= Information given =
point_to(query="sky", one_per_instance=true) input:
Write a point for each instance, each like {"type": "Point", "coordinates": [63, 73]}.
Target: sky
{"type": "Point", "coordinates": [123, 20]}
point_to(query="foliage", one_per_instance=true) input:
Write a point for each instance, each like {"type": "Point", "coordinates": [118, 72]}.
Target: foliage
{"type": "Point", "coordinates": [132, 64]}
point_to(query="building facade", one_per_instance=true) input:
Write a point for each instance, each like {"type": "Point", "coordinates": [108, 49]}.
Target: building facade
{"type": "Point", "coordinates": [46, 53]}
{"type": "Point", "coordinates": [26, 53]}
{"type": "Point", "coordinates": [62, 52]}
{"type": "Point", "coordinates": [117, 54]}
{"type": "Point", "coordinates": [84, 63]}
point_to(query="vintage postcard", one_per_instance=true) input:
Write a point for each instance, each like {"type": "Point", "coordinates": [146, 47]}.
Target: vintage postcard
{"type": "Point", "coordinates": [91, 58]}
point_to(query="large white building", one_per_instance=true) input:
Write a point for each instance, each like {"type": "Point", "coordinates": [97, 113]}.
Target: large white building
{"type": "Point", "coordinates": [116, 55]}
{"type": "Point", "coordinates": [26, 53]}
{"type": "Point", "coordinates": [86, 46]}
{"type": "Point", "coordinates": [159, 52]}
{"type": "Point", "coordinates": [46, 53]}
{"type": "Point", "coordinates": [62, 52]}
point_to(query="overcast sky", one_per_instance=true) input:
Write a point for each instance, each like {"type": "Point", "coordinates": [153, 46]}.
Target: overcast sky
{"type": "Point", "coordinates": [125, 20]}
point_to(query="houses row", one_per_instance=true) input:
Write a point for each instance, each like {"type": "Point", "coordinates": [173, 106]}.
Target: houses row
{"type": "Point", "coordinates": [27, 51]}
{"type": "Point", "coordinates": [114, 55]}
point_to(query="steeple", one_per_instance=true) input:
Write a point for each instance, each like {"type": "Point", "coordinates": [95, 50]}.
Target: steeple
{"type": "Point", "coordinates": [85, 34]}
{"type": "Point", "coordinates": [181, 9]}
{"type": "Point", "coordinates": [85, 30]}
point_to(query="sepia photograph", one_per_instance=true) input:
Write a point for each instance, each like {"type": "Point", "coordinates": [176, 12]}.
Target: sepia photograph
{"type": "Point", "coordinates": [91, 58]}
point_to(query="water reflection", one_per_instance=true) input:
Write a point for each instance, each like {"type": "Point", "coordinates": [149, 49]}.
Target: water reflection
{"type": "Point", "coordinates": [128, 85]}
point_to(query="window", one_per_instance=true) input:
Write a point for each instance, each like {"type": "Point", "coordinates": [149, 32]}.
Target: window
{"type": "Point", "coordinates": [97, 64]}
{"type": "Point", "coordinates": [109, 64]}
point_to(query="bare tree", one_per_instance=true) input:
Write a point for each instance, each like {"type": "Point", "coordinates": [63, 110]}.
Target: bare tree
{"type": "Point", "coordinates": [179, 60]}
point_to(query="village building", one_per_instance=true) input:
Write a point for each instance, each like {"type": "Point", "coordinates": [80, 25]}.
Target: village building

= Task to complete =
Write out every line of the records exactly.

= Result of the task =
point_to(query="sky", one_per_instance=true) input:
Write a point for each instance, each like {"type": "Point", "coordinates": [63, 73]}.
Target: sky
{"type": "Point", "coordinates": [123, 20]}
point_to(query="foliage", one_per_instance=true) input:
Write a point for each instance, each like {"type": "Point", "coordinates": [118, 72]}.
Target: foliage
{"type": "Point", "coordinates": [132, 64]}
point_to(query="building facade", one_per_instance=true) input:
Write a point for each instance, each like {"type": "Point", "coordinates": [108, 49]}.
Target: building facade
{"type": "Point", "coordinates": [46, 53]}
{"type": "Point", "coordinates": [26, 53]}
{"type": "Point", "coordinates": [62, 52]}
{"type": "Point", "coordinates": [117, 54]}
{"type": "Point", "coordinates": [84, 63]}
point_to(query="vintage postcard", one_per_instance=true) input:
Write a point for each instance, each like {"type": "Point", "coordinates": [146, 47]}.
Target: vintage postcard
{"type": "Point", "coordinates": [91, 58]}
point_to(query="large white building", one_per_instance=true) input:
Write a point for each instance, each like {"type": "Point", "coordinates": [97, 113]}.
Target: large white building
{"type": "Point", "coordinates": [116, 55]}
{"type": "Point", "coordinates": [26, 53]}
{"type": "Point", "coordinates": [86, 46]}
{"type": "Point", "coordinates": [159, 52]}
{"type": "Point", "coordinates": [46, 53]}
{"type": "Point", "coordinates": [62, 52]}
point_to(query="overcast sky", one_per_instance=true) input:
Write a point for each instance, each like {"type": "Point", "coordinates": [153, 46]}.
Target: overcast sky
{"type": "Point", "coordinates": [125, 20]}
point_to(query="houses row", one_per_instance=true) input:
Write a point for each instance, each like {"type": "Point", "coordinates": [173, 106]}.
Target: houses row
{"type": "Point", "coordinates": [27, 51]}
{"type": "Point", "coordinates": [114, 55]}
point_to(query="steeple", one_per_instance=true) input:
Write a point for each instance, each like {"type": "Point", "coordinates": [95, 50]}.
Target: steeple
{"type": "Point", "coordinates": [85, 34]}
{"type": "Point", "coordinates": [181, 9]}
{"type": "Point", "coordinates": [85, 30]}
point_to(query="sepia photograph", one_per_instance=true) input:
Write a point for each instance, each like {"type": "Point", "coordinates": [176, 12]}.
Target: sepia photograph
{"type": "Point", "coordinates": [91, 58]}
point_to(query="water reflection", one_per_instance=true) input:
Write a point for each instance, each like {"type": "Point", "coordinates": [149, 49]}.
Target: water reflection
{"type": "Point", "coordinates": [128, 85]}
point_to(query="window", one_per_instance=true) input:
Write a point for each instance, each like {"type": "Point", "coordinates": [149, 32]}.
Target: window
{"type": "Point", "coordinates": [97, 64]}
{"type": "Point", "coordinates": [109, 64]}
point_to(query="bare tree", one_per_instance=true) input:
Write a point for each instance, each like {"type": "Point", "coordinates": [63, 110]}.
Target: bare tree
{"type": "Point", "coordinates": [179, 60]}
point_to(query="village building", one_per_instance=true) input:
Write a point for each instance, each like {"type": "Point", "coordinates": [80, 25]}.
Target: village building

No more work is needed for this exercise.